Dataset entries:
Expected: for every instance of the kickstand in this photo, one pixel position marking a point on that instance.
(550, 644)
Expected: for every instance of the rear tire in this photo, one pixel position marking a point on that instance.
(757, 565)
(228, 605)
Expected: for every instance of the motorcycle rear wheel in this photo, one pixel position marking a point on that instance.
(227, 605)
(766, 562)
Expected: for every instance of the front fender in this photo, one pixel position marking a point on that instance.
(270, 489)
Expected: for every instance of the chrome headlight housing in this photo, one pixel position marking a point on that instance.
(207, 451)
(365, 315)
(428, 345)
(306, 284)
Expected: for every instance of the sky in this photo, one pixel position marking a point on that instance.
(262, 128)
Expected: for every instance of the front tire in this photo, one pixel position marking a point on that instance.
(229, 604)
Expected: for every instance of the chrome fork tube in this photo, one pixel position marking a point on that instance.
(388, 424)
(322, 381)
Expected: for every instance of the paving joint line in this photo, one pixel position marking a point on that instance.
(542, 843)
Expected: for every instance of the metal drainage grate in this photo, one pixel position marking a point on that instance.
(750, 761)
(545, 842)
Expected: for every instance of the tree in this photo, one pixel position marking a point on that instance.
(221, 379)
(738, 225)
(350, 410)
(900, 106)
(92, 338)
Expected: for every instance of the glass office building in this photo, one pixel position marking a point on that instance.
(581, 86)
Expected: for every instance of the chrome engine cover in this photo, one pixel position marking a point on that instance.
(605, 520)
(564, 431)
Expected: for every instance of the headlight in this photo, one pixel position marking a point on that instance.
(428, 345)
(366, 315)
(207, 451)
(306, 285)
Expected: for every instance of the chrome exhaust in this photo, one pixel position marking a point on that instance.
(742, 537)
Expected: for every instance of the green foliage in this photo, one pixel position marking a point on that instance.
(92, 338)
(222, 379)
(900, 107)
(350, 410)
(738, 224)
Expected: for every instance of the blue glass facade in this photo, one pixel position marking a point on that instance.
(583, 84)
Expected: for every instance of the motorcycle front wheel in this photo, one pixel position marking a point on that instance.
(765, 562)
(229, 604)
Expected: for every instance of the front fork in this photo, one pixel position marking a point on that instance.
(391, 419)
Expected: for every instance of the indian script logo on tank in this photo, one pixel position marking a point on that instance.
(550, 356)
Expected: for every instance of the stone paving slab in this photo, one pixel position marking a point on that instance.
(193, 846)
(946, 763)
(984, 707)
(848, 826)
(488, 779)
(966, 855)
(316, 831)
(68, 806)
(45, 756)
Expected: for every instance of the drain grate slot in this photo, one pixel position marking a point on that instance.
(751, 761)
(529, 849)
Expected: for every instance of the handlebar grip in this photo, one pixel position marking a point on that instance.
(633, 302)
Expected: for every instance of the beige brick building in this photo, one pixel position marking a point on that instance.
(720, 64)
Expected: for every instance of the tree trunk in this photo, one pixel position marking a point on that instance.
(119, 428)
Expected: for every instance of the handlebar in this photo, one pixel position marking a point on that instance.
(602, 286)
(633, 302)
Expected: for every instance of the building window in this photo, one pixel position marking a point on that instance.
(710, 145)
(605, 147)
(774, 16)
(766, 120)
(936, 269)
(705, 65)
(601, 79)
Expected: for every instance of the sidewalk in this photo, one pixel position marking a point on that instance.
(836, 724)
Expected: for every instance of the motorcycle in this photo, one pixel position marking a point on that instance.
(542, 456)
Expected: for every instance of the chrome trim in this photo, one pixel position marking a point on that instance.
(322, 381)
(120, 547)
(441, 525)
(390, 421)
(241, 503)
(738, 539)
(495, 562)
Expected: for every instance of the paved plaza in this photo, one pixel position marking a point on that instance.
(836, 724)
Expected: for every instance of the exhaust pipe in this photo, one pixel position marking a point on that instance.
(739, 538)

#### Activity
All the entries are to be reproduced verbatim.

#### Result for this task
Expected: for every instance of the kickstand in this photo, one pixel position marking a point on that instance.
(550, 644)
Expected: for every instance of the rear tire in this photo, one pixel position marking a point on that instance.
(757, 565)
(228, 605)
Expected: for every instance of the motorcycle rear wheel in this photo, one pixel position marking a point on that instance.
(227, 605)
(766, 562)
Expected: for every instance of the front fender in this photo, one pixel position marking a point on that instance.
(270, 489)
Expected: for every instance of the chrome headlight housing in this photo, one pixel position marking a point on that instance.
(207, 451)
(365, 315)
(428, 345)
(306, 284)
Expected: for every instance of the sky in this photo, one pixel position marking a point on that instance.
(262, 128)
Expected: for every instance of the front tire in this photo, one pixel position marking a point on that instance.
(229, 604)
Expected: for every instance of the chrome fork tube in this photo, one pixel position marking a point on that instance.
(388, 424)
(322, 381)
Expected: for every instance of the paving joint line in this photo, one pixel position marking a point on that instance.
(542, 843)
Expected: for every instance of the metal drainage grate in this photo, one pixel position marking a point on that instance.
(750, 761)
(545, 842)
Expected: for every instance of the tree in this photo, one pixel position marking a point on that instance.
(221, 379)
(738, 225)
(350, 410)
(900, 106)
(92, 338)
Expected: for every instance of the glass office building in this photo, one pixel position marking a point on that instance.
(581, 86)
Expected: for every instance of the chrome engine cover in this photo, one pixel position marking a point on that instance.
(605, 520)
(564, 431)
Expected: for every instance of the headlight in this photo, one pixel position marking a point on that instance.
(428, 345)
(366, 315)
(207, 451)
(306, 285)
Expected: for every instance of the chrome exhaust in this photo, one pixel position marking a point on that instance.
(742, 537)
Expected: for every instance of the green foliage in this photo, one pixel position marking a point on that instance.
(92, 338)
(222, 379)
(900, 107)
(350, 410)
(738, 224)
Expected: for every instance of the blue glass facade in this photo, one pixel position marking a point on that instance.
(583, 84)
Expected: for every instance of the motorcycle front wheel in this photo, one pixel position marking a point on that instance.
(765, 562)
(229, 604)
Expected: for every instance of the front fork in this photo, one pixel position marking a point on that instance.
(391, 419)
Expected: for every instance of the indian script logo on tank in this photo, one pixel position marking a point on that instance.
(550, 356)
Expected: for every instance of the stone paving slab in this photo, one pixel position marking a point on that instance.
(193, 846)
(946, 763)
(984, 707)
(848, 826)
(488, 779)
(966, 855)
(316, 831)
(68, 806)
(45, 756)
Expected: for every instance of the drain grate slot in this photo, one pixel position marking a point on that instance.
(751, 761)
(529, 849)
Expected: for every instance of the handlebar grip in this photo, one pixel position marking a point on that instance.
(633, 302)
Expected: for every instance of the beige brick building in this photo, one pixel position marking a point on that instance.
(720, 64)
Expected: for every instance of the tree trunk in this photo, one pixel position marking a point on that instance.
(119, 428)
Expected: for every instance of the handlebar in this photo, one pixel position marking a point on that instance.
(602, 286)
(633, 302)
Expected: for every instance of the building window in this photo, one pixel position marking a point on that instance.
(710, 145)
(605, 147)
(774, 16)
(766, 120)
(936, 269)
(705, 65)
(601, 79)
Expected: for every instance of the sidewalk in this photo, one pixel position marking a point on that instance.
(836, 724)
Expected: for every instance of the motorcycle in this photo, one pixel position marking a point on that instance.
(542, 456)
Expected: for every instance of the chrome trim in this photo, one pixel position marking a point on that instance.
(322, 381)
(120, 547)
(441, 525)
(390, 421)
(241, 503)
(738, 539)
(495, 562)
Expected: for every instance of the paved plaza in this photo, one pixel position marking a point on that instance.
(836, 724)
Expected: for every instance of the exhaust pipe in this photo, one pixel position marking a point on that instance.
(739, 538)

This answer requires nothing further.